# EXERCISE AIM
Nothing but the images is to be left out of your exact copy of the entries.

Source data
--- START ---

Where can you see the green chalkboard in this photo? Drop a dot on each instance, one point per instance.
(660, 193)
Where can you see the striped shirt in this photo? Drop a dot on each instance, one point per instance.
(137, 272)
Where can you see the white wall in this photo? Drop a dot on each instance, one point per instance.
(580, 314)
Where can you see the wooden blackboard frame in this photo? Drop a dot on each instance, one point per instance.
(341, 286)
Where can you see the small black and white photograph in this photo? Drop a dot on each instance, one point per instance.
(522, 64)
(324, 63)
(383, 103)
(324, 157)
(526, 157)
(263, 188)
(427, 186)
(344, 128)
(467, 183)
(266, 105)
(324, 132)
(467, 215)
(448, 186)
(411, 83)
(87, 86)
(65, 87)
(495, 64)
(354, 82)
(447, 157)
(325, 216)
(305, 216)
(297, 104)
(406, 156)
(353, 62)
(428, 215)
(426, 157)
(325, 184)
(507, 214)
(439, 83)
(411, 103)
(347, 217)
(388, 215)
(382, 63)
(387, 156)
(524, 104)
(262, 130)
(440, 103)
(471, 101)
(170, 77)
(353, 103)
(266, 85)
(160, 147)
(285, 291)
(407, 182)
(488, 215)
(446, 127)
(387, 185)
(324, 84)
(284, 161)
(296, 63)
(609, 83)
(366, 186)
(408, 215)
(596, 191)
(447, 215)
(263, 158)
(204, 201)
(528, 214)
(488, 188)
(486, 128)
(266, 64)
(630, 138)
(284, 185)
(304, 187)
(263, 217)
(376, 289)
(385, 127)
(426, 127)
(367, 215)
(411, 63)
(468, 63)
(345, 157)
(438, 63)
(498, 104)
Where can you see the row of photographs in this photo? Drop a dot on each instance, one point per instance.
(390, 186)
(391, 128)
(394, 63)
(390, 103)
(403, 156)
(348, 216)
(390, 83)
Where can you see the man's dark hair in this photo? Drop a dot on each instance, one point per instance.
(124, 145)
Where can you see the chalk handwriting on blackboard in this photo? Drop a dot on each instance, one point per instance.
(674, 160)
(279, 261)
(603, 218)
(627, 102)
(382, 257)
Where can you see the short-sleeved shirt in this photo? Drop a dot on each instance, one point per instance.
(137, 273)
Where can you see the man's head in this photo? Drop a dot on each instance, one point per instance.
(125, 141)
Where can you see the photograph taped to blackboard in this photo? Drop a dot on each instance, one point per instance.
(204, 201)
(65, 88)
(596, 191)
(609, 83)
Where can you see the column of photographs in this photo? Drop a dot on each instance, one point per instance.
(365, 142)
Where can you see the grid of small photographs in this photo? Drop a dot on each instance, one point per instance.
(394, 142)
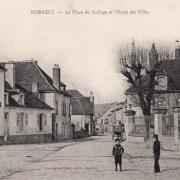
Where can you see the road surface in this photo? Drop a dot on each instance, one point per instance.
(89, 159)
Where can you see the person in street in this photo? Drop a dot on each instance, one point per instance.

--- END ---

# SOLUTION FOR THIS PROBLEM
Where can you see the green chalkboard in this photo? Drop a dot on each instance, one point per instance.
(660, 193)
Where can you see the striped shirt in this photo? Drop a dot on each instance, one point per instance.
(137, 272)
Where can you see the white wall in this photo? Drop a dot on each instance, one point per instance.
(580, 314)
Where can you see the wooden blackboard frame in this photo? Drop a dot on each instance, one point per instance.
(341, 286)
Where can you see the small black and white photograph in this photo? Drop a dot on each instance, one point per instance.
(522, 64)
(324, 63)
(383, 103)
(324, 157)
(526, 157)
(263, 188)
(427, 186)
(344, 128)
(467, 183)
(266, 105)
(324, 132)
(467, 215)
(448, 186)
(411, 83)
(87, 86)
(65, 87)
(495, 64)
(354, 82)
(447, 157)
(325, 216)
(305, 216)
(297, 104)
(406, 156)
(353, 62)
(428, 215)
(426, 157)
(325, 184)
(507, 214)
(439, 83)
(411, 103)
(347, 217)
(388, 215)
(382, 63)
(387, 156)
(524, 104)
(262, 130)
(440, 103)
(471, 101)
(170, 77)
(353, 103)
(266, 85)
(160, 147)
(285, 291)
(407, 182)
(488, 215)
(446, 127)
(387, 185)
(324, 84)
(284, 161)
(296, 63)
(609, 83)
(366, 186)
(408, 215)
(596, 191)
(447, 215)
(263, 158)
(204, 201)
(528, 214)
(488, 188)
(486, 128)
(266, 64)
(630, 138)
(284, 185)
(304, 187)
(263, 217)
(376, 289)
(385, 127)
(426, 127)
(367, 215)
(411, 63)
(468, 63)
(345, 157)
(438, 63)
(498, 104)
Where can you see the row of photographs in this photo? Drop a dot on each instance, one point per instance.
(390, 186)
(391, 128)
(394, 63)
(390, 103)
(403, 156)
(348, 216)
(390, 83)
Where can you see the man's dark hair in this photo? Drop a dot on each instance, one point per instance.
(124, 145)
Where can you see the chalk handwriting on blackboard in this photo? Drop a dot on each instance, one point per instance.
(674, 160)
(279, 261)
(603, 218)
(627, 102)
(382, 257)
Where can you see the short-sleeved shirt in this photo? Drop a dot on each instance, one point per instance.
(137, 273)
Where can you see the man's head in this photo? Drop a dot on each instance, one point per instance.
(125, 141)
Where can you see the photograph taped to blackboard in this photo? Drop a dot on each instance, one point per instance.
(204, 201)
(65, 88)
(596, 191)
(609, 83)
Where can you see the column of photographs in this photo? Drop a dot on each instance, one point per instance.
(365, 142)
Where can you see the grid of small photographs in this photo? Drop a dot on each instance, one point per instance.
(394, 142)
Where can you see the road surface in this photo? Drop a dot on each instance, one point per instance.
(89, 159)
Where can you see the person in street in this photo? Drop a dot on each instance, one point per instance.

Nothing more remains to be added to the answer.